What is being asked
Please copy only the records from the line with "object=patterned textile" to the line with "[113,155,120,194]", renaming "Output" to "Result" and leaving everything else as it is.

◇ ◇ ◇

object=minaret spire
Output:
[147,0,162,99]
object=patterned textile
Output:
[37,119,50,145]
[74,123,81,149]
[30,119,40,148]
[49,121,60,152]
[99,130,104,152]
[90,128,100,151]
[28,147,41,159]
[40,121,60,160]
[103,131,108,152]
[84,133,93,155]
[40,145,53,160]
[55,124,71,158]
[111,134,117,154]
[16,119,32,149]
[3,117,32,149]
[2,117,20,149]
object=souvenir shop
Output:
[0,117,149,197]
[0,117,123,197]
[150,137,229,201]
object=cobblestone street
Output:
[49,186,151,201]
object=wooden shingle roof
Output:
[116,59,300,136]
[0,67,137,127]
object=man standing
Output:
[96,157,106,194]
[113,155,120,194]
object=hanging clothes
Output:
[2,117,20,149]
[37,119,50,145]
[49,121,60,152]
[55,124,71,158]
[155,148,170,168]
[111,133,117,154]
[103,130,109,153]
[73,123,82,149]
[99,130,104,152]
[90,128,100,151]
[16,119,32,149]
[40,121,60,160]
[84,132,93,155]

◇ ◇ ◇

The result
object=patterned textile
Result:
[37,119,50,145]
[74,123,81,149]
[30,119,40,148]
[49,121,60,152]
[99,130,104,152]
[90,128,100,151]
[28,147,41,159]
[40,121,60,160]
[103,131,108,152]
[84,133,93,155]
[40,145,53,160]
[55,124,71,158]
[111,134,117,154]
[16,119,32,149]
[3,117,32,149]
[2,117,20,149]
object=souvenir shop
Result:
[0,117,149,197]
[0,117,123,197]
[150,137,229,201]
object=cobblestone street
Result:
[49,186,151,201]
object=wooden shingle roof
Result:
[116,59,300,136]
[0,67,137,127]
object=man standing
Result:
[96,157,106,194]
[113,155,120,194]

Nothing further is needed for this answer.